§ DESCRIPTION OF THE TASK:
Type out the entries below again, character for character.

§ RECORDS SHOWN:
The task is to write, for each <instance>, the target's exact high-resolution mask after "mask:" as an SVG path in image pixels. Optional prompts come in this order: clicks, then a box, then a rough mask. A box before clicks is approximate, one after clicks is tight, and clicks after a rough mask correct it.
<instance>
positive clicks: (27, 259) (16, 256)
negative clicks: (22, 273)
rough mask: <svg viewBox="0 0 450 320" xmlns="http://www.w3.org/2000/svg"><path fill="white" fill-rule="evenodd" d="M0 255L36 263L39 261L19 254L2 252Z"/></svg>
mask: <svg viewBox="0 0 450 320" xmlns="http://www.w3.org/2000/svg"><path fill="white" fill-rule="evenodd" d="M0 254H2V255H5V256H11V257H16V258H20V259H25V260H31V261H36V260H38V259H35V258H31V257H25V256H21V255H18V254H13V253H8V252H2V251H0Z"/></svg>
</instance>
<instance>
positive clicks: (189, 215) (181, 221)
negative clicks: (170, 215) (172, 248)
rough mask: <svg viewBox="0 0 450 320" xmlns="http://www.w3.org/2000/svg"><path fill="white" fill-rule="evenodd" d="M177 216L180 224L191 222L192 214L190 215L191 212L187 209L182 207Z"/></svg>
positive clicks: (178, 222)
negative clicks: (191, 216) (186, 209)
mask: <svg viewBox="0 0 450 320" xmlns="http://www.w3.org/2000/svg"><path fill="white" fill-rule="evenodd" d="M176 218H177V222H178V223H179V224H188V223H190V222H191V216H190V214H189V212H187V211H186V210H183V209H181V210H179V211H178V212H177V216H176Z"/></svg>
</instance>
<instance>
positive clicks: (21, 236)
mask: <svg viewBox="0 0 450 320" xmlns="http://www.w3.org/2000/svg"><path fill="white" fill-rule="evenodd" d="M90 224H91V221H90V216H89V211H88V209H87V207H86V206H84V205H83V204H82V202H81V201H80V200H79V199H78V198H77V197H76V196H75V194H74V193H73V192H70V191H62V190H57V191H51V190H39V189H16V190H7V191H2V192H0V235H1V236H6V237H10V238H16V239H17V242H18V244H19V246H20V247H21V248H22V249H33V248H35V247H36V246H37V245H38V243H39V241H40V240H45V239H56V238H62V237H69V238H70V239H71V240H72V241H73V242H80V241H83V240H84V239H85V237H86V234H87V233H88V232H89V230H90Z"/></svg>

§ SOLUTION TO THIS TASK:
The task is to write, for each <instance>, the target's exact high-resolution mask after "mask:" as an SVG path in image pixels. Optional prompts come in this order: clicks, then a box, then a rough mask. A box before clicks is approximate, one after clicks is tight, and clicks after a rough mask correct it.
<instance>
positive clicks: (27, 259) (16, 256)
negative clicks: (22, 273)
rough mask: <svg viewBox="0 0 450 320" xmlns="http://www.w3.org/2000/svg"><path fill="white" fill-rule="evenodd" d="M0 255L36 263L39 261L19 254L2 252Z"/></svg>
mask: <svg viewBox="0 0 450 320" xmlns="http://www.w3.org/2000/svg"><path fill="white" fill-rule="evenodd" d="M0 254H2V255H5V256H11V257H16V258H20V259H25V260H31V261H36V260H38V259H35V258H31V257H25V256H21V255H18V254H13V253H8V252H2V251H0Z"/></svg>
</instance>
<instance>
positive clicks: (189, 215) (181, 221)
negative clicks: (170, 215) (172, 248)
rough mask: <svg viewBox="0 0 450 320" xmlns="http://www.w3.org/2000/svg"><path fill="white" fill-rule="evenodd" d="M177 216L180 224L191 222L192 214L190 215L191 212L187 209L182 207Z"/></svg>
positive clicks: (178, 222)
negative clicks: (191, 216) (186, 209)
mask: <svg viewBox="0 0 450 320" xmlns="http://www.w3.org/2000/svg"><path fill="white" fill-rule="evenodd" d="M176 218H177V222H178V223H179V224H188V223H190V222H191V216H190V214H189V212H187V211H186V210H183V209H181V210H179V211H178V212H177V216H176Z"/></svg>
</instance>
<instance>
positive clicks: (21, 236)
mask: <svg viewBox="0 0 450 320" xmlns="http://www.w3.org/2000/svg"><path fill="white" fill-rule="evenodd" d="M90 224H91V221H90V216H89V211H88V209H87V207H86V206H84V205H83V204H82V202H81V201H80V200H79V199H78V198H77V197H76V196H75V194H74V193H73V192H70V191H62V190H57V191H51V190H39V189H16V190H7V191H2V192H0V235H1V236H6V237H10V238H16V239H17V242H18V244H19V246H20V247H21V248H22V249H33V248H35V247H36V246H37V245H38V243H39V241H40V240H45V239H56V238H62V237H69V238H70V239H71V240H72V241H73V242H80V241H83V240H84V239H85V237H86V234H87V233H88V232H89V230H90Z"/></svg>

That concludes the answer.